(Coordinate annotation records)
------------------------------------

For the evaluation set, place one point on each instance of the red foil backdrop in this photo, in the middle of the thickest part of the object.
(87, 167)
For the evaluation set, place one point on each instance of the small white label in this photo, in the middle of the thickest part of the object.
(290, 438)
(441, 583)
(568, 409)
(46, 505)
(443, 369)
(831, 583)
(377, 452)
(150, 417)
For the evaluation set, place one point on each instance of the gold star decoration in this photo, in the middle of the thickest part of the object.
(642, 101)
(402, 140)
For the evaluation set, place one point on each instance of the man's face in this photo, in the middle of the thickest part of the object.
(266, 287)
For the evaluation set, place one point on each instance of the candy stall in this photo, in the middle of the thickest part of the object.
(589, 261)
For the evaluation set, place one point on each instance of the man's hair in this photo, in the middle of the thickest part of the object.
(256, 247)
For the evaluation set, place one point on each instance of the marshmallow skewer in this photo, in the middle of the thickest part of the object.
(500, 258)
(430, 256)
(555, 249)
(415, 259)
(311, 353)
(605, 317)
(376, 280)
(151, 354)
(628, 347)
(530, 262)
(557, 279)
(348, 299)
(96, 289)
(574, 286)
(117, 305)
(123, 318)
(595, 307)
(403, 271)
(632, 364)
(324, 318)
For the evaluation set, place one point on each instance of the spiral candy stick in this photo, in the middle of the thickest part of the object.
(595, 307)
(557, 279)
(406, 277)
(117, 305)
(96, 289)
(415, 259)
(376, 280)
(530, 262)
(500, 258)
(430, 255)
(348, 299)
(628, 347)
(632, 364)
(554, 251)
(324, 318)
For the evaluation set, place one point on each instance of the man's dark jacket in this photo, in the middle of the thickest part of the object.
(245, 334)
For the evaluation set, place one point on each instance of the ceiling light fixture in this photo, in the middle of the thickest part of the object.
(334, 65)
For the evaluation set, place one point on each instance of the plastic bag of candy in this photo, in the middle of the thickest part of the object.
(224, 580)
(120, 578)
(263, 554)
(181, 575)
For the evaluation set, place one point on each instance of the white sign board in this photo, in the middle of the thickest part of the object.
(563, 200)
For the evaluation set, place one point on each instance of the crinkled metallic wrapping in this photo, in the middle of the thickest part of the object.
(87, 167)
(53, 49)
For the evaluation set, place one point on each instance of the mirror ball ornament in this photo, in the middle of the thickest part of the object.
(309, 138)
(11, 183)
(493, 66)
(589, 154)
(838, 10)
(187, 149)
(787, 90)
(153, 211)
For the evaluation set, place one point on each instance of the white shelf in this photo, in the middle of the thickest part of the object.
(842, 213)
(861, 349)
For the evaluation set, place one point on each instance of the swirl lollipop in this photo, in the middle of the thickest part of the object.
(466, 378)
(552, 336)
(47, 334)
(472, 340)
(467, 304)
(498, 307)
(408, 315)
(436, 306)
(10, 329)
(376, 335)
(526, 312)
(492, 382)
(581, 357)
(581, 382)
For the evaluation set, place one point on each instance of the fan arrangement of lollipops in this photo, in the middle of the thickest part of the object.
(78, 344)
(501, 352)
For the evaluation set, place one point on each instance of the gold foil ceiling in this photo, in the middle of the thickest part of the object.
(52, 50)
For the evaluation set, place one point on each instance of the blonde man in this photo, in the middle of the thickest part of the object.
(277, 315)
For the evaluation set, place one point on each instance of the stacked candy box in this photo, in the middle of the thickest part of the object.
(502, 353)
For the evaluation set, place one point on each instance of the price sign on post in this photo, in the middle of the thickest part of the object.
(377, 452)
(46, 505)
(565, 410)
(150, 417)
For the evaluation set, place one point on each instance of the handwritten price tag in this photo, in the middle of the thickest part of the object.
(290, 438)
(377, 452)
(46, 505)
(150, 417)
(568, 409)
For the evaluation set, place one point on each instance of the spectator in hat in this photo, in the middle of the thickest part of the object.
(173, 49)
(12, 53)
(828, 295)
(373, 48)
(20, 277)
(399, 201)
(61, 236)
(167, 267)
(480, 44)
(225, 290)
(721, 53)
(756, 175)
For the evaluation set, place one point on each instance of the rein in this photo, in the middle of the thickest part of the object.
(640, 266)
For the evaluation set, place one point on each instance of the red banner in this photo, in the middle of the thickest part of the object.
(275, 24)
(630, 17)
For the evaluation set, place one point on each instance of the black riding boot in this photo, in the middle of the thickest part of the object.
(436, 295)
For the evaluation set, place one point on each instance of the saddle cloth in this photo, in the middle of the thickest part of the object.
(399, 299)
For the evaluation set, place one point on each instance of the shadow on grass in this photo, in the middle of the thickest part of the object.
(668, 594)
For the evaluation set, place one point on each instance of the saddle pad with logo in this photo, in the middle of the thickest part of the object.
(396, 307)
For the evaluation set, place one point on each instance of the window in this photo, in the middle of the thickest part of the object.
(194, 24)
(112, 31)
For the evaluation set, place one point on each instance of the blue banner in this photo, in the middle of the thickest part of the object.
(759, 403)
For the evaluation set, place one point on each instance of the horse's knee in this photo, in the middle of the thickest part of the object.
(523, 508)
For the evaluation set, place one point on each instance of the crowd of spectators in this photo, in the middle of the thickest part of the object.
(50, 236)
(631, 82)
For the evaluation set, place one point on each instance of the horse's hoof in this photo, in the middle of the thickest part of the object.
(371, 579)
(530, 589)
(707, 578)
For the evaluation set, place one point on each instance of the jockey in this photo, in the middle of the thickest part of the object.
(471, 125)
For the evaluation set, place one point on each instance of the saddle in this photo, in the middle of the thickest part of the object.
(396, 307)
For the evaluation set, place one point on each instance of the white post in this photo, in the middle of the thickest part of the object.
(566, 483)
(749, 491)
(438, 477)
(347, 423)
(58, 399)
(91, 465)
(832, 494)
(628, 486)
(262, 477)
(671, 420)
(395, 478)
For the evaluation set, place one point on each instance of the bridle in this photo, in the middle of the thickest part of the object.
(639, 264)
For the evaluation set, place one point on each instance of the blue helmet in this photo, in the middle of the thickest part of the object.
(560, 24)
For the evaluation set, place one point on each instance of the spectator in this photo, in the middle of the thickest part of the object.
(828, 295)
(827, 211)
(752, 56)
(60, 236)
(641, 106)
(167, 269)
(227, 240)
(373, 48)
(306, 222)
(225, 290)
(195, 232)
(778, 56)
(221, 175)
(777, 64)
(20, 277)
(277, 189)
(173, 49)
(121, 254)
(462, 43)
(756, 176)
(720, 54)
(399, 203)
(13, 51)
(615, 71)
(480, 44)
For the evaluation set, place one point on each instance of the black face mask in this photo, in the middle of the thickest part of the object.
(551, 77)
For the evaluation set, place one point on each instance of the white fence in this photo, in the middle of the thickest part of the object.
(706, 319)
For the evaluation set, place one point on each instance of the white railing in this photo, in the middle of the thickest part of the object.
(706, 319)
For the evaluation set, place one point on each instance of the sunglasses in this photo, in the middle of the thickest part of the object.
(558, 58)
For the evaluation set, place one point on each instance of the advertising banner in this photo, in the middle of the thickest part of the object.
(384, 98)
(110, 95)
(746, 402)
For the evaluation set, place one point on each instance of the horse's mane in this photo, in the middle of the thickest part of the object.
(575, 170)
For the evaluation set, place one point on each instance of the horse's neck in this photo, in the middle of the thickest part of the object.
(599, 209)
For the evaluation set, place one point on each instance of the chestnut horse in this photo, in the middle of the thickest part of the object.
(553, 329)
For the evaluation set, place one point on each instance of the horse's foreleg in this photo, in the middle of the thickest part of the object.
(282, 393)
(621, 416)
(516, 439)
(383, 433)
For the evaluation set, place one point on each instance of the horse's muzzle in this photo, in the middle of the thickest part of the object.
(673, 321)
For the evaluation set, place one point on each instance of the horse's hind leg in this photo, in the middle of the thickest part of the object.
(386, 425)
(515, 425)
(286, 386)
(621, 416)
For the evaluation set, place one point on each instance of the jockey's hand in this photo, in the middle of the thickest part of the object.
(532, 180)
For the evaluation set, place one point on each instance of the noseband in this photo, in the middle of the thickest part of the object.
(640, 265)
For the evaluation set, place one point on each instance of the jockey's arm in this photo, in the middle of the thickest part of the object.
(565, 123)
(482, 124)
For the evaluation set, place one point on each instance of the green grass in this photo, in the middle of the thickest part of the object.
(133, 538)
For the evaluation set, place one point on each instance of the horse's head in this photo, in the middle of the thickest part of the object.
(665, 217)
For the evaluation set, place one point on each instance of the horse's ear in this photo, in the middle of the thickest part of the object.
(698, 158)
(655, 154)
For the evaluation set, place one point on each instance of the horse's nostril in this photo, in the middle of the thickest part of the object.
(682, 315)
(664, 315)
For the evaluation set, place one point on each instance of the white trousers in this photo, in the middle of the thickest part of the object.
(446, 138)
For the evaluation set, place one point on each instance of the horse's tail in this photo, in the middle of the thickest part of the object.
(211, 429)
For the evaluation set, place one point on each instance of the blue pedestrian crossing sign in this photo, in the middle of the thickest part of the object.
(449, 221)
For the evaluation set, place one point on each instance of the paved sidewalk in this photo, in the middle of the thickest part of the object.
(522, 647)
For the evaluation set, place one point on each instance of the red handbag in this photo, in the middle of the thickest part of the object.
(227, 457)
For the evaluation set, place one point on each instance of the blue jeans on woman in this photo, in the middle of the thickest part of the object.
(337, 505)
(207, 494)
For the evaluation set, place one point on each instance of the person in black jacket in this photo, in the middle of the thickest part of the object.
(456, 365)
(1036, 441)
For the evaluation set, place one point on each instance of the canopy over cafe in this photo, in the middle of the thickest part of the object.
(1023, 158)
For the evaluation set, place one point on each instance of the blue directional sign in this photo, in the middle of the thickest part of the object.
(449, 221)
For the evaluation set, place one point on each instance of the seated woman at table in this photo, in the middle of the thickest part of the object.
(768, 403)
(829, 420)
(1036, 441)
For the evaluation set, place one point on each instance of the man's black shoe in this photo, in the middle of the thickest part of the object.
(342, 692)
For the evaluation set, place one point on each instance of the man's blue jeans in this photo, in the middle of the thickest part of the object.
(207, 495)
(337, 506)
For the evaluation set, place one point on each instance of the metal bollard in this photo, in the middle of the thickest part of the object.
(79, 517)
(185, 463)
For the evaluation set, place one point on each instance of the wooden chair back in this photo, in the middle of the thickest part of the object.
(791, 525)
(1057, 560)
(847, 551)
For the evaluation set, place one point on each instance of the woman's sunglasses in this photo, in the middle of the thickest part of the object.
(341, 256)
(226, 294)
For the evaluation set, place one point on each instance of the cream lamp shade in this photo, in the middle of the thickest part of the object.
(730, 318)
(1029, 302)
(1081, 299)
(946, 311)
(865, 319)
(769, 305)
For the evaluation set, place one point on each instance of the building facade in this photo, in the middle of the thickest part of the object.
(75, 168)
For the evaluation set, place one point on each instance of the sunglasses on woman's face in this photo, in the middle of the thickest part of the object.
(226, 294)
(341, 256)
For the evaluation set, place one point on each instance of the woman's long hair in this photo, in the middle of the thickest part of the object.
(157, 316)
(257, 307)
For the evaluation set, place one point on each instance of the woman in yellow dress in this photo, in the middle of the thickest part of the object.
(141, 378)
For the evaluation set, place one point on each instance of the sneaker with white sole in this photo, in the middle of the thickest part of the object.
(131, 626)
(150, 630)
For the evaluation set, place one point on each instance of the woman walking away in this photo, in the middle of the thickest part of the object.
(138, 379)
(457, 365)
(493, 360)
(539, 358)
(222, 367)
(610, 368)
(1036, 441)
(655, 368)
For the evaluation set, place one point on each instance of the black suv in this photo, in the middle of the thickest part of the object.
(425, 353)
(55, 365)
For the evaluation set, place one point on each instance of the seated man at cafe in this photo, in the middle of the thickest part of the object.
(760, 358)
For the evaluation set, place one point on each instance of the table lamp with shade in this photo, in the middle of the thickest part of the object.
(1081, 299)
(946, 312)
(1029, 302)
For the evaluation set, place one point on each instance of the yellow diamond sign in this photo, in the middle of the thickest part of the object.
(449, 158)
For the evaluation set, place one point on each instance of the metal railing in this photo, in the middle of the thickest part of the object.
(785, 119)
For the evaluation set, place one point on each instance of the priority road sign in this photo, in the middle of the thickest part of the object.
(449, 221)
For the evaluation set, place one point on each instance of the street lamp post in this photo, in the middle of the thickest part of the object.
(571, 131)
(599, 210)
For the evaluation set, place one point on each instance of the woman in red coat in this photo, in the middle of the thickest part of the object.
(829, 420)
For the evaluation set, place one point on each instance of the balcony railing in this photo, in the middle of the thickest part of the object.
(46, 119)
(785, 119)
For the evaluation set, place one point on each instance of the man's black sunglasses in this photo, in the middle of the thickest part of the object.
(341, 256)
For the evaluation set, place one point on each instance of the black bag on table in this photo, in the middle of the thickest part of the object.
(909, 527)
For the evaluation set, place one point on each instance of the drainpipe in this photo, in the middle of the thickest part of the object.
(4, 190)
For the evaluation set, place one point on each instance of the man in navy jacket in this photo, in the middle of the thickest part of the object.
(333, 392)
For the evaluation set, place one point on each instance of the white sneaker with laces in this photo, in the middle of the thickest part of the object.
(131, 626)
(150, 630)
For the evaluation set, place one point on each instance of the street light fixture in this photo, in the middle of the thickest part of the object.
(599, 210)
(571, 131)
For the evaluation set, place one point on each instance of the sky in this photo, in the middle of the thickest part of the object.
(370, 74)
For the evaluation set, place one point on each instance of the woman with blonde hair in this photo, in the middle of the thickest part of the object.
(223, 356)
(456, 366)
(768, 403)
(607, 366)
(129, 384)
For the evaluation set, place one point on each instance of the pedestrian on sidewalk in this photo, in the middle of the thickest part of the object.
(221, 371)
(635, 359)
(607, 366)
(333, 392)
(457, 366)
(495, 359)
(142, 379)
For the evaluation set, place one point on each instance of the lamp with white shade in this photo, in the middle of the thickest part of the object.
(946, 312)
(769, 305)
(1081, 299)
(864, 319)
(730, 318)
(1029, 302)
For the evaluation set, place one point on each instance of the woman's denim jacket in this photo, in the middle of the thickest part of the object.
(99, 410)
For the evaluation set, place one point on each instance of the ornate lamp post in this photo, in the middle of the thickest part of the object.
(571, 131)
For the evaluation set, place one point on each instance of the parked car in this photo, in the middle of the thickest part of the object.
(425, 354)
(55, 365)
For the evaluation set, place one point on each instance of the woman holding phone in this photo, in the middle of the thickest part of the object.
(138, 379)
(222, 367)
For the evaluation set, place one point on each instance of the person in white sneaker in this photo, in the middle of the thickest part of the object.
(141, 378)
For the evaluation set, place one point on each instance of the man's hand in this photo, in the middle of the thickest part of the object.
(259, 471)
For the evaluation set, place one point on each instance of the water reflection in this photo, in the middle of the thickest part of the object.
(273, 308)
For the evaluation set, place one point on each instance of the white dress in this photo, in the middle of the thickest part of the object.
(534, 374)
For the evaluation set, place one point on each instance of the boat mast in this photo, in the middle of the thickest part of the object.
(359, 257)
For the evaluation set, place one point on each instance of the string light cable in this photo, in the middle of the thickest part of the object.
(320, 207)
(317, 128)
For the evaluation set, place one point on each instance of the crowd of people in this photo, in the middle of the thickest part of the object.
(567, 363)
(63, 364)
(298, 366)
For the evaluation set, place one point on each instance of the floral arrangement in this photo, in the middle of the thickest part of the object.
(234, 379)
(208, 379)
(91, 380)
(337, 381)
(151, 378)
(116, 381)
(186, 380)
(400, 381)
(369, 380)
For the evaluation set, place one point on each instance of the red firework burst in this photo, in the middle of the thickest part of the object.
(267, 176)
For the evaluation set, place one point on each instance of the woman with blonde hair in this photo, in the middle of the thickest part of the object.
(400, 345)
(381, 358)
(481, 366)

------------------------------------

**Challenge:**
From the line containing "the man's hand" through the closing line of the material above, return every line exactly and omit all others.

**Response to the exercise:**
For the evaluation set, place one point on each instance of the man's hand in this photo, in the middle of the thickest part of the object.
(259, 471)
For the evaluation set, place one point on each instance of the water reflection in this photo, in the middle of the thickest part of the object.
(273, 308)
For the evaluation set, place one point on each instance of the white dress in this photo, in the middle of the thickest part of the object.
(534, 374)
For the evaluation set, place one point on each instance of the boat mast in this photo, in the middle of the thickest part of the object.
(359, 257)
For the evaluation set, place one point on each instance of the string light cable in this photo, in the middle of the thickest part of the object.
(320, 207)
(317, 128)
For the evaluation set, place one point on each instance of the crowd of people in this photo, in the middle of the thickest part of the object.
(567, 363)
(63, 364)
(298, 366)
For the evaluation set, place one point on each instance of the floral arrangement in this photo, in the middle of the thickest part of the object.
(234, 379)
(208, 379)
(91, 380)
(337, 381)
(151, 378)
(116, 381)
(186, 380)
(400, 381)
(369, 380)
For the evaluation set, place one point on each instance of the red firework burst in this photo, in the middle of the thickest part of the object.
(267, 176)
For the evaluation set, place one point on each instance of the woman with blonde hair in this photo, in the middle of the thickest part of the object.
(400, 345)
(381, 358)
(481, 366)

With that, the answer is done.